To be done
Copy out the rows below, changing "drop a pin on" to "place a marker on" everywhere it occurs and leaving the rest as it is.

◇ ◇ ◇

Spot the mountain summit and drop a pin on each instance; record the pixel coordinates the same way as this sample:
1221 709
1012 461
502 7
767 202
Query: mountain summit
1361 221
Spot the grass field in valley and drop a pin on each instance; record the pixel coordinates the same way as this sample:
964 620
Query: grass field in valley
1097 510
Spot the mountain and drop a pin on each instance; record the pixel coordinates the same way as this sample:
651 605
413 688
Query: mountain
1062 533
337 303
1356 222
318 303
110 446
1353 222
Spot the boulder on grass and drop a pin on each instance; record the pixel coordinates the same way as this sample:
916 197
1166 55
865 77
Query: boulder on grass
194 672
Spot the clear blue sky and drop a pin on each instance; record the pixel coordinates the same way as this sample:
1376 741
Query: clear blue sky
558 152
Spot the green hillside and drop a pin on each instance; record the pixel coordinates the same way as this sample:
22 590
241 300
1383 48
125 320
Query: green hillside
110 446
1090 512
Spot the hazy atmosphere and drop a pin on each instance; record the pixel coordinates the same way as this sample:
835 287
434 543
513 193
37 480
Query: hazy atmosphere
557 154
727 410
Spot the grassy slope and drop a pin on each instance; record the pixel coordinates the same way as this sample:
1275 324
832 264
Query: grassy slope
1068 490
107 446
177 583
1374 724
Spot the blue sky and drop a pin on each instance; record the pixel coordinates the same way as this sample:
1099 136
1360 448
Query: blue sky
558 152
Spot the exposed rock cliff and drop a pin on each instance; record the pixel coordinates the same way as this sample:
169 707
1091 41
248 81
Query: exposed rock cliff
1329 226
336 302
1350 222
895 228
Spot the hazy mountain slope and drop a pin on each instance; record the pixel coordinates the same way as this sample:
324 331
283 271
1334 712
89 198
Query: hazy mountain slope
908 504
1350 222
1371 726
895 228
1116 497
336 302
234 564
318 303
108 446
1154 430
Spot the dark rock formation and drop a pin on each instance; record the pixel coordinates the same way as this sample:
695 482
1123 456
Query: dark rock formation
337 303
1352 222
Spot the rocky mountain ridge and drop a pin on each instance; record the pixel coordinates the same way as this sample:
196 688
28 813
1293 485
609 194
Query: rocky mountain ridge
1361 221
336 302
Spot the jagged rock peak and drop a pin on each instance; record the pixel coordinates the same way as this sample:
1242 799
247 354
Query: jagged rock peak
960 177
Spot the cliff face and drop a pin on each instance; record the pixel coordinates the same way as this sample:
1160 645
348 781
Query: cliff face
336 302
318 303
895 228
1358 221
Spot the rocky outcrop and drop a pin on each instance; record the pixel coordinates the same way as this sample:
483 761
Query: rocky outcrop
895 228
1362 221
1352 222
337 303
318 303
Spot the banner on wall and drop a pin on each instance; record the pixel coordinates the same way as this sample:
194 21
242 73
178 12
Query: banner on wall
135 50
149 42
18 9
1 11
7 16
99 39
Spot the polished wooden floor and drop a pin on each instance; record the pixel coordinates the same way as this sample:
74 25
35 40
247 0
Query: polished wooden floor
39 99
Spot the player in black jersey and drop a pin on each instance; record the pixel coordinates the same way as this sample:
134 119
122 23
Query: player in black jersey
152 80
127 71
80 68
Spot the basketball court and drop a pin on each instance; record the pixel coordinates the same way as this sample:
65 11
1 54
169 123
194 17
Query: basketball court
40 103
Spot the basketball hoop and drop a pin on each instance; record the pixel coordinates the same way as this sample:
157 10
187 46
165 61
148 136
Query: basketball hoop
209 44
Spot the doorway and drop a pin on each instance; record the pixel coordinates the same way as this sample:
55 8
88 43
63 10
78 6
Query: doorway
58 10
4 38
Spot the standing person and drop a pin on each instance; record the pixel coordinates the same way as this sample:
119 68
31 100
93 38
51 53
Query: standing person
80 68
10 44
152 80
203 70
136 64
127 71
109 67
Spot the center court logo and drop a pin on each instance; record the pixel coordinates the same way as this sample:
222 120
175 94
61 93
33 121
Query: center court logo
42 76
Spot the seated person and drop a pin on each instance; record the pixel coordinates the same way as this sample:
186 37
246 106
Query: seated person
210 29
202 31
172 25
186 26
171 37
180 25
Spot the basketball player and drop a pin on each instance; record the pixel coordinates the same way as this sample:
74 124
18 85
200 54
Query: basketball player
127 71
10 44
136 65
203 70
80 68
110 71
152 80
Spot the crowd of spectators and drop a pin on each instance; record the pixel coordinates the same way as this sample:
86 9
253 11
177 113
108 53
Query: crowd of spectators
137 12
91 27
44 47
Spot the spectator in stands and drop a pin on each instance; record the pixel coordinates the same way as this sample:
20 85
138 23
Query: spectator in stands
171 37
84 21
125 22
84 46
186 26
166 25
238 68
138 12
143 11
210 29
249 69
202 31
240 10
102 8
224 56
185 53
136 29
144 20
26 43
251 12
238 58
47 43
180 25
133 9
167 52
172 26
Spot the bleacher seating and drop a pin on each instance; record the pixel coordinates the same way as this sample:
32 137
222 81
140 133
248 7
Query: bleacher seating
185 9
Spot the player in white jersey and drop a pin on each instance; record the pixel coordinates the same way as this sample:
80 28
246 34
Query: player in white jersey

◇ ◇ ◇

Reply to the exercise
Spot the mountain summit and place a marker on each instance; record the pixel coordinates the same way as this sample:
1221 709
1012 461
502 7
767 202
Query: mountain summit
1361 221
Spot the grass field in valley and place a marker on each instance; record the pixel coordinates the same way as this sample:
964 620
Query: grass field in valley
1097 510
Spot the mountain and place a marker on each instance; record the pixel coordinates the same way as this sample:
651 605
413 688
Query: mountain
1062 533
337 303
1356 222
318 303
110 446
1353 222
Spot the boulder on grass and place a marker on each instance; record the pixel coordinates the same way as this sample:
916 197
1166 55
865 77
Query: boulder on grass
194 672
Spot the clear blue sky and place a marker on each instance; record the pixel coordinates the same way as this sample:
1376 741
Query: clear blue sky
558 152
Spot the green hillside and place a marker on each instance; record the pixel coordinates the same way as this sample:
22 590
241 300
1383 48
125 320
Query: green hillside
110 446
1090 512
Spot the hazy atmosphere and place a marker on each instance; record the pixel coordinates the same way as this sample:
835 287
434 543
513 193
37 480
Query: hazy atmosphere
557 154
727 410
Spot the grassy slope and place a marker on each instance; record the pixel coordinates the same way as this sample:
1275 324
832 264
Query: grassy slope
1068 490
107 446
177 583
1374 724
Spot the blue sky and place a marker on each instance; record the pixel coordinates the same way as this sample:
1099 136
1360 448
Query: blue sky
558 152
Spot the exposed rock cliff and place a marker on each instance; record the pixel coordinates the same way as this sample:
169 707
1091 41
248 81
Query: exposed rock cliff
1329 226
336 302
1350 222
895 228
Spot the hazy mountain slope and place a marker on each instance; record the pixel coordinates the same way as this sample:
324 331
283 271
1334 712
89 198
Query: hazy mountain slope
908 504
1350 222
1371 726
895 228
1116 497
336 302
234 564
318 303
108 446
1154 430
Spot the dark rock formation and place a marker on each instance; record the pixel coordinates the same way as this sample:
695 482
1123 456
Query: dark rock formation
337 303
1352 222
Spot the rocky mountain ridge and place a marker on each instance; record the pixel coordinates the same way as this sample:
196 688
28 813
1293 485
609 194
Query: rocky mountain ridge
1361 221
336 302
Spot the jagged rock peak and place a marker on each instance; record the pixel coordinates the same way as this sample:
1242 799
247 354
Query: jagged rock peak
960 177
Spot the cliff face and place a marker on each instance; record the pixel coordinates the same way as this sample:
1160 645
348 781
Query: cliff face
336 302
318 303
895 228
1358 221
Spot the rocky outcrop and place a marker on each instance; record the pixel coordinates the same way as this sample:
483 761
Query: rocky outcrop
895 228
1362 221
1352 222
337 303
318 303
Spot the banner on wall and place a marker on each instance; record the pixel coordinates the same way as this sample:
194 21
242 73
178 12
Query: banner on wall
135 50
149 42
18 9
1 11
7 16
99 39
Spot the polished wooden floor and place a marker on each instance; record the pixel coordinates the same way as this sample:
74 25
35 40
247 0
Query: polished wooden floor
39 99
Spot the player in black jersey and place a marker on each instance; record the pixel coordinates the same way as this sample:
134 119
122 23
Query: player in black jersey
152 80
127 71
80 68
Spot the basketball court and place a marker on each instance; record the pixel coordinates the same way as this sample:
65 11
1 54
169 123
194 17
Query: basketball court
40 103
Spot the basketball hoop and place a marker on each instance; record the pixel coordinates the same way as this sample:
157 10
187 46
165 61
148 136
Query: basketball hoop
209 44
Spot the doorway and place a marker on each instance; record the pixel coordinates the same way as this sample:
55 8
88 43
63 10
78 6
Query: doorway
58 10
4 38
Spot the standing person and place a marker on each instance; record the pixel coordinates the same way as this sample:
119 68
31 100
93 38
51 53
Query: standing person
80 68
10 44
152 80
203 70
136 64
127 71
109 67
Spot the center court logo and place a marker on each instance; record the pixel coordinates the same way as this sample:
222 120
175 94
61 93
33 121
Query: center court logo
42 76
Spot the seated person and place a marker on each instance; record the pixel coordinates the same way as this sample:
186 37
246 106
Query: seated person
210 29
202 31
172 25
186 26
171 37
180 25
Spot the basketball player and place a marker on each instance; record the pixel coordinates the same way as this sample:
74 124
18 85
200 54
Query: basketball player
127 71
10 44
136 65
203 70
80 68
110 71
152 80
Spot the crowd of spectators and place a marker on each instance; record the pixel coordinates the same way as this sample:
86 9
253 11
177 113
108 53
Query: crowd of spectators
137 12
91 27
44 47
Spot the spectator in stands and place a marker on each instance; record the pixel coordinates the same way as this sample:
20 85
138 23
Query: spectator in stands
171 37
84 21
125 22
84 46
186 26
166 25
238 68
138 12
143 11
210 29
249 69
202 31
240 10
102 8
224 56
185 53
136 29
144 20
26 43
251 12
238 58
47 43
180 25
133 9
167 52
172 26
Spot the bleacher seating and place a marker on each instance; record the pixel coordinates the same way as this sample:
32 137
222 81
140 133
248 7
Query: bleacher seating
185 9
Spot the player in white jersey and place a marker on each instance; record the pixel coordinates the same way as this sample:
80 28
246 34
Query: player in white jersey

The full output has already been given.